Social Justice Personas in the context of technology design might mean something like ‘design personas based on ideal-type users who are social justice activists,’ or it might mean ‘design personas that are developed through a process that is accountable to social justice values’ – or perhaps both. For example, under the former approach designers might specifically create personas for activists from social movement communities or in particular contexts – under open or repressive regimes, or with high or low levels of technology access or literacies. Under the latter approach, designers might meet with community members not just once, to extract information and generate design personas (personas are often created from interview notes), but also to share the design personas back to the community as a kind of accountability measure or reality check.

- [Given data]

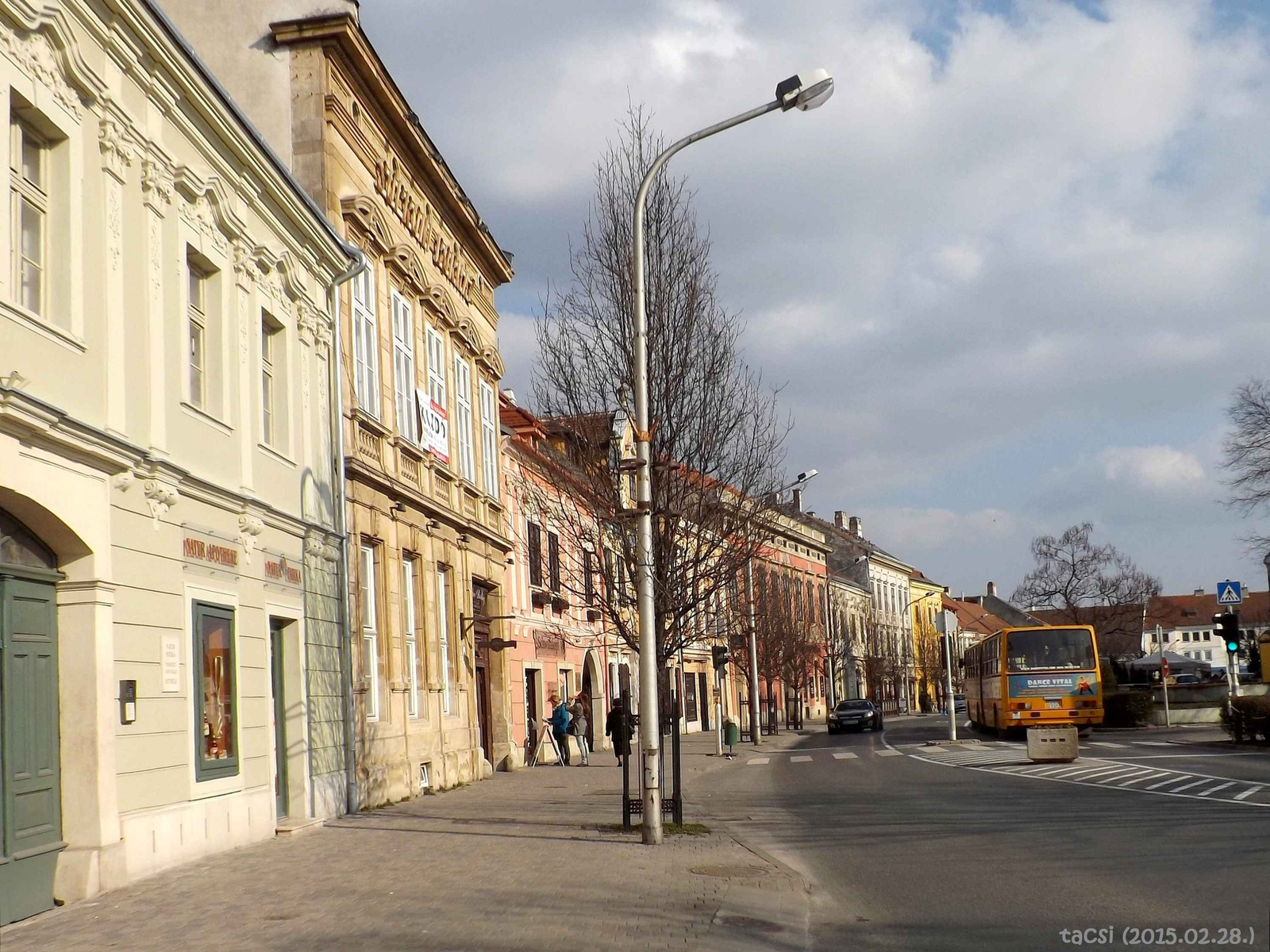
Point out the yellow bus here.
[963,624,1103,731]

- [Exercises to complete]
a) Answer these questions about the passage on social justice personas:
(i) From what are personas often created?
(ii) Under the former approach, designers might create personas for activists from what kinds of communities?
(iii) Under the latter approach, what do designers share back to the community?
b) Set down the part of the passage on social justice personas starting with "Social Justice Personas" and going on through "or reality check.", word for word.
The material after the passage on social justice personas comes from an unrelated source.

- [Complete answers]
a)
(i) Interview notes.
(ii) Social movement communities.
(iii) The design personas.

b)
Social Justice Personas in the context of technology design might mean something like ‘design personas based on ideal-type users who are social justice activists,’ or it might mean ‘design personas that are developed through a process that is accountable to social justice values’ – or perhaps both. For example, under the former approach designers might specifically create personas for activists from social movement communities or in particular contexts – under open or repressive regimes, or with high or low levels of technology access or literacies. Under the latter approach, designers might meet with community members not just once, to extract information and generate design personas (personas are often created from interview notes), but also to share the design personas back to the community as a kind of accountability measure or reality check.